- [What to produce] Copy every record word for word. Pictures are not part of the copy.

- [Extracted data]
· · · ·

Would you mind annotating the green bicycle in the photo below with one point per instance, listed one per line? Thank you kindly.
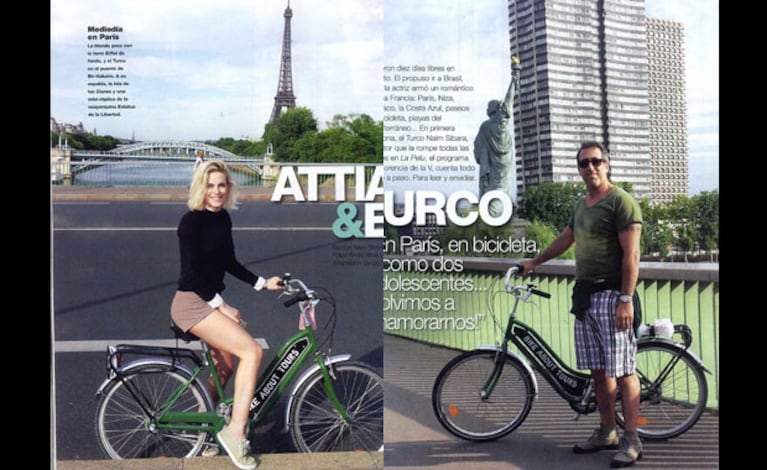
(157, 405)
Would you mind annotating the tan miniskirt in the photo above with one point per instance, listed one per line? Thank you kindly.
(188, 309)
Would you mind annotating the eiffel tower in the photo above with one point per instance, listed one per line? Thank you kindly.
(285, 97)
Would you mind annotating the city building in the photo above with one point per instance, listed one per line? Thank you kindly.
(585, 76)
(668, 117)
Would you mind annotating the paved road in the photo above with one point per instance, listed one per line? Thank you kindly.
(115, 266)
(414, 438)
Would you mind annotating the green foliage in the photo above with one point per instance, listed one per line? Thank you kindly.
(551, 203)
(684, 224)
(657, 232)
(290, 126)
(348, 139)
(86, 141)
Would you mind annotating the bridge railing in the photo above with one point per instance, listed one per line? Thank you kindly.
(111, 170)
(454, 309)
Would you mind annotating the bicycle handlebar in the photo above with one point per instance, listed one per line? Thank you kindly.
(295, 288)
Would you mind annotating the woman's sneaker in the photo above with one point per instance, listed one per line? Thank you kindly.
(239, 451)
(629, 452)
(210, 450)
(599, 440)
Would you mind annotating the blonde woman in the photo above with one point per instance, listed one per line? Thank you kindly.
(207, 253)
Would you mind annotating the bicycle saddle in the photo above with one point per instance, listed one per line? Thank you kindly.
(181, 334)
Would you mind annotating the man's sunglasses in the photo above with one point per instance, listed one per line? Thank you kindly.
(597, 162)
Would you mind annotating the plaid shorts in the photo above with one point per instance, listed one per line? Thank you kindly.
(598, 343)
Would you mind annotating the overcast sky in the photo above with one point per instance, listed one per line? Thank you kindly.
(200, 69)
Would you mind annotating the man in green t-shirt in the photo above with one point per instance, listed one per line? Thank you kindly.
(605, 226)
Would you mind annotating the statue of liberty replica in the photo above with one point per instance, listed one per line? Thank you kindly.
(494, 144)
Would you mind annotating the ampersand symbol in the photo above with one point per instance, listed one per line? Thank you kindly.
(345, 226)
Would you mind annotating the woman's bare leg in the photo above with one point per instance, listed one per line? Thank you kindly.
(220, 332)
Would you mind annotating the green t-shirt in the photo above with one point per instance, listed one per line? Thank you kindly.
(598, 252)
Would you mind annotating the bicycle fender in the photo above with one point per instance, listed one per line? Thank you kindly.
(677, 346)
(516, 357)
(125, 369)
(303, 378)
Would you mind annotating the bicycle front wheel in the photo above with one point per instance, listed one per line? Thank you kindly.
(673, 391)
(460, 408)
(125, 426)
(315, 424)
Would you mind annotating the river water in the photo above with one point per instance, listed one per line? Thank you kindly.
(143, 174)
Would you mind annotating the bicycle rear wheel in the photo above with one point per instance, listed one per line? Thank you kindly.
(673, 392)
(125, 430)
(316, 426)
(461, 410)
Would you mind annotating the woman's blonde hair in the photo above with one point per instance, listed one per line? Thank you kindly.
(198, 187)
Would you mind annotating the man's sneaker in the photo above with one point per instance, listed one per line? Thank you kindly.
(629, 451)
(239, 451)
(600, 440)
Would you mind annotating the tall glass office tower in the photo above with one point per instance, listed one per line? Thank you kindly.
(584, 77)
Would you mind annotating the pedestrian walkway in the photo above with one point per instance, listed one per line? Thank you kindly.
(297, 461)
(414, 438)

· · · ·

- [Reply]
Would you mind annotating the green bicycle in the photo below with one point per instance, listed one per line? Thank you kindly.
(157, 405)
Would you mind annotating the tan miniskirt in the photo above with one point per instance, listed one per line? Thank you kindly.
(188, 309)
Would you mind annotating the eiffel tower in the photo above with one point per instance, listed one per line? Thank you kindly.
(285, 97)
Would you mind annotating the city building in the photo above with one point per instance, listed one per line? Thank you kindly.
(585, 76)
(668, 117)
Would you mind annotating the paved road in the photo above with one point per instance, listed one per line? Thank you kindly.
(115, 266)
(414, 438)
Would you mind annotating the green foliage in the photo above with one point per instance, listed one per line? Thank you kindly.
(551, 203)
(684, 224)
(657, 232)
(290, 126)
(348, 139)
(86, 141)
Would you mind annotating the bridge railing in the photo above with one point per instance, listed one per line? Thank you kindly.
(111, 170)
(454, 309)
Would you mind annotating the bicycle handlebar in the photo above with one point per instance, listed one per line? Thank you kindly.
(295, 288)
Would you mind annotating the woman's sneaker in the photo above with one point per instance, listed one per line? Thank you kindly.
(239, 451)
(629, 452)
(210, 450)
(599, 440)
Would you mind annotating the blonde woman in the photo above with one point per instance, listed one per line? Thank you kindly.
(207, 253)
Would you mind annotating the bicycle saddle in the photo above with one point per instance, listed one per line? Thank you kindly.
(181, 334)
Would you mind annotating the man's sunglasses in the photo above with one point per instance, listed one per line? Thank you kindly.
(597, 162)
Would you mind annotating the plaid shorts in the photo above with one point per instance, listed one per line? Thank you kindly.
(598, 343)
Would you mind annotating the overcast sky in the photo above with one point per instance, listed one per line? Thank you kindly.
(200, 69)
Would you mind annotating the man in green t-shirt in the photo above with one point per instance, listed one per line? Thank you kindly.
(605, 226)
Would you mind annotating the statue of liberty replica in the photo above with one point per instance, listed one per line? Thank you kindly.
(494, 144)
Would you mind annotating the ampersand symbol in the photo above with one point per instance, listed one per line? Thank you kindly.
(345, 226)
Would you mind annotating the woman's bare leg in the photo above with one point per instance, listed one per line? Thank you kindly.
(220, 332)
Would you mind annotating the green t-shirt in the photo above with one point per instance, listed one per line? Thank you kindly.
(598, 252)
Would you mind annotating the bicycle fender in the photo above with one point per instance, listed one per line? Thank you kindly.
(677, 346)
(516, 357)
(125, 369)
(303, 378)
Would you mind annotating the bicycle front wheel in the photo above with one point per instance, listed one per line? Thank you kindly.
(673, 391)
(460, 408)
(125, 426)
(315, 424)
Would you mind annotating the river water in the photo above with one point per instance, listed one per line? Thank you kindly.
(143, 174)
Would you mind annotating the bicycle rear wheel in the photo above with one point per instance, listed one per line? Thank you kindly.
(673, 392)
(125, 430)
(316, 426)
(461, 410)
Would you mind annotating the woman's blonde hair in the photo above with one point per instance, listed one per line? Thank you kindly.
(198, 187)
Would you mind annotating the man's sneaker in the photo above with one point per instance, listed one per line? Thank you kindly.
(629, 451)
(239, 451)
(600, 440)
Would you mind annotating the tall glass office tower in the photo above with one point per instance, listed one per line? Thank you kindly.
(584, 77)
Would you mind annotating the pedestrian walkway in the photo above with one point per instance, listed one per line? Thank you kindly.
(297, 461)
(414, 438)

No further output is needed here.